Starting with the line that contains "Look at the photo above. For each instance of the ring", reproduce each line through the end of the listing below, with no other output.

○ ○ ○

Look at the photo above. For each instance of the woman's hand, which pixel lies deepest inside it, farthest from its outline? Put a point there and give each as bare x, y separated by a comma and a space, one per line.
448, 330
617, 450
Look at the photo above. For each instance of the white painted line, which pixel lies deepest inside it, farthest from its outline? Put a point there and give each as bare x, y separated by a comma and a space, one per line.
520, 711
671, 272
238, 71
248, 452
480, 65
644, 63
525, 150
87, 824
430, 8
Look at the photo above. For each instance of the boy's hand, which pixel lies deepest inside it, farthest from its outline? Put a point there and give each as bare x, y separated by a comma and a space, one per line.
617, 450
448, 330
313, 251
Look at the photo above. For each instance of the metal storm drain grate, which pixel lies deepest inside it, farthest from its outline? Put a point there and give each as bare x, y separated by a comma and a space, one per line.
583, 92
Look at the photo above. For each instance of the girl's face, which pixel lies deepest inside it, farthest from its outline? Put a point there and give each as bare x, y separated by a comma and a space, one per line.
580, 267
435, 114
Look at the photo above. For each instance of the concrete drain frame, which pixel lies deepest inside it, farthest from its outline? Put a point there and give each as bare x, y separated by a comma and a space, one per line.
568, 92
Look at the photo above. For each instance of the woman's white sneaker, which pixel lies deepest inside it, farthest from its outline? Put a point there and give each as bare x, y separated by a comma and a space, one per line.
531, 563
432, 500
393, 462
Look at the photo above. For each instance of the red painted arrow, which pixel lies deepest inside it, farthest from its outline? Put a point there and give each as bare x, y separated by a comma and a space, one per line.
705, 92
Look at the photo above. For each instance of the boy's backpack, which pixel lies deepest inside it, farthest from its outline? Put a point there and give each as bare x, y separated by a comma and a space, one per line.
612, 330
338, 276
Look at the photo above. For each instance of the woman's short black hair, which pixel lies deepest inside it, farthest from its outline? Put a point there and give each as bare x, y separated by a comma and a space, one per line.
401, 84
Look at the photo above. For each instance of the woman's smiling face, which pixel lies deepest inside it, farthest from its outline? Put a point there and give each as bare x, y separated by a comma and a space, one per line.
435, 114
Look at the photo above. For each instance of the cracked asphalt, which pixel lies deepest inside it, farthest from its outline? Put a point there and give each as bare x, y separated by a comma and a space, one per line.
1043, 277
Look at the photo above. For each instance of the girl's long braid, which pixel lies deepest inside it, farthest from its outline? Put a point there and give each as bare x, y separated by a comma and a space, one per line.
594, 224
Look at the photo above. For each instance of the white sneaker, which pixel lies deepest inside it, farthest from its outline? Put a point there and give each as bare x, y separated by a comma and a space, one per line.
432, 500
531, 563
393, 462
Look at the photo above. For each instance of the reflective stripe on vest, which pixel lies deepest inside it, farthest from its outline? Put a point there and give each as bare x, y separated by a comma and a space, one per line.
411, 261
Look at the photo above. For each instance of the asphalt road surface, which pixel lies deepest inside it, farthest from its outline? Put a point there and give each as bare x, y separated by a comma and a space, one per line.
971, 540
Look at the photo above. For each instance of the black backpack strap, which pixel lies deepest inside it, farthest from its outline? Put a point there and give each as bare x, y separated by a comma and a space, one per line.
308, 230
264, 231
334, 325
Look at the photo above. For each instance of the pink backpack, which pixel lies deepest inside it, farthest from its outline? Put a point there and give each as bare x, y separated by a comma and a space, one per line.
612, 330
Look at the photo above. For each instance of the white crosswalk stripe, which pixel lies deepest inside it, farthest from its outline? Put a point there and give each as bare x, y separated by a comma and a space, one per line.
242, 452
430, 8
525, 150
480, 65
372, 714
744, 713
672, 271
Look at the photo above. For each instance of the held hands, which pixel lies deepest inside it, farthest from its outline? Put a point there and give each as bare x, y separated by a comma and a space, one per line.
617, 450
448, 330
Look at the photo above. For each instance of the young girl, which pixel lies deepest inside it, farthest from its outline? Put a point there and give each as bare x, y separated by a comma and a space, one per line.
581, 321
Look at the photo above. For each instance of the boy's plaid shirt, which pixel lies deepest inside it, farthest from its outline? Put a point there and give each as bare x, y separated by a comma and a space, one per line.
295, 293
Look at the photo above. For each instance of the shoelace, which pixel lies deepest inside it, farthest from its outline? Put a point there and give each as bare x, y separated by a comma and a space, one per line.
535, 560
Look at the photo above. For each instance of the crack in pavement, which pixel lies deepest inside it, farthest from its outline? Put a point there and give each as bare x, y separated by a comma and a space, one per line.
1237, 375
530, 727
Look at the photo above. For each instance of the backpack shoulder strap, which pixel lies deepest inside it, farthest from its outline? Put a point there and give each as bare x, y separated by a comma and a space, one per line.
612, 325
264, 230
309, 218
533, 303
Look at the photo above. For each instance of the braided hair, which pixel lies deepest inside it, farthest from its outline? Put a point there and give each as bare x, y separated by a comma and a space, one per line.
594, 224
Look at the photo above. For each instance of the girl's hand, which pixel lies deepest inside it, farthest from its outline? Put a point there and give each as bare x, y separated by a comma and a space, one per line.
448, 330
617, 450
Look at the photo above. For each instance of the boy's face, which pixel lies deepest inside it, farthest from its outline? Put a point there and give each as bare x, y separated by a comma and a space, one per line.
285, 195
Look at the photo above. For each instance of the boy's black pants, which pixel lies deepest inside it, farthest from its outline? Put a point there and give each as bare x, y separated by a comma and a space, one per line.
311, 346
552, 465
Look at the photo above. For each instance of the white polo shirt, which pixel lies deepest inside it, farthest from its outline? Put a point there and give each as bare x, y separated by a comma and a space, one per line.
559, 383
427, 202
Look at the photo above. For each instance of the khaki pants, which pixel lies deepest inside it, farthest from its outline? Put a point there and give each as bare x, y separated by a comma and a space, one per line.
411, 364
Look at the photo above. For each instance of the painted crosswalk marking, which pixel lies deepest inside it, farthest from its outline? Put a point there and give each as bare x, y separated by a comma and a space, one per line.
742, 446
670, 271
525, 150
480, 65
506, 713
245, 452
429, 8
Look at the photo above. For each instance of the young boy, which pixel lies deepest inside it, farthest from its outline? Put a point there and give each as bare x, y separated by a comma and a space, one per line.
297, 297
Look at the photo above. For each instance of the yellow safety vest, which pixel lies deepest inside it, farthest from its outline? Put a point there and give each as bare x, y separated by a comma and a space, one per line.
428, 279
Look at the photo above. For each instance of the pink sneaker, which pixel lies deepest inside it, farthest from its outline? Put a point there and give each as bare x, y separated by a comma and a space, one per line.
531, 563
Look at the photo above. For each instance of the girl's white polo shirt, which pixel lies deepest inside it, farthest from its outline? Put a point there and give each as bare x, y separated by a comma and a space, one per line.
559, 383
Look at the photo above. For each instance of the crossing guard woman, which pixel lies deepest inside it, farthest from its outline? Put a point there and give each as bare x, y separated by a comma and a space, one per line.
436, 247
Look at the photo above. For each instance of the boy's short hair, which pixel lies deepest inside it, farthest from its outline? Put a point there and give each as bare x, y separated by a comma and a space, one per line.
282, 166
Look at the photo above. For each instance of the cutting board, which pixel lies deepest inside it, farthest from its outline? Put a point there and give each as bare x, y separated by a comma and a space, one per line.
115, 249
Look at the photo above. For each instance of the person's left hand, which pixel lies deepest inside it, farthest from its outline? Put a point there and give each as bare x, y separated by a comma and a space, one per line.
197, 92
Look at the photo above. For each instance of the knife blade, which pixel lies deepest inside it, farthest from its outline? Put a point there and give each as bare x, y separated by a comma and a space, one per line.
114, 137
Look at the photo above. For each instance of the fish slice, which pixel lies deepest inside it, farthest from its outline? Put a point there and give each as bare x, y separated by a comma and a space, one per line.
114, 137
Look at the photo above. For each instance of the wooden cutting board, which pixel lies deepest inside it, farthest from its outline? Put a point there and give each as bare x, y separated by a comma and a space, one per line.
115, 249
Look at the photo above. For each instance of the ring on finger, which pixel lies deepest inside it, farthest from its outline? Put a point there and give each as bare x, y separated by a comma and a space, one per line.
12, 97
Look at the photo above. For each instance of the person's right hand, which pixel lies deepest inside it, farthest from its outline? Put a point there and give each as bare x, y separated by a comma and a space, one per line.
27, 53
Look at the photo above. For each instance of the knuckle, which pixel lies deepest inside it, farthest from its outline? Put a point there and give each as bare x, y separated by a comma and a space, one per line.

○ ○ ○

The answer:
Look at the photo above. For each instance of the ring on finger, which pixel lies deepest inside it, farthest from its outline? Put a point there and give each as bare x, y separated by a comma and a space, one per line.
12, 97
Look at the photo above. For each instance of the person's right hand, which pixel lies deepest inside it, farthest from its outline? Put a point there and give each as bare x, y separated by a comma and a space, one per line.
27, 53
Look at the photo above. For each instance of the knuckle, which pixel lies deepest inside it, farthest from its outline? Put a point there and give each as bare x, y separated by a comma and a space, one per line.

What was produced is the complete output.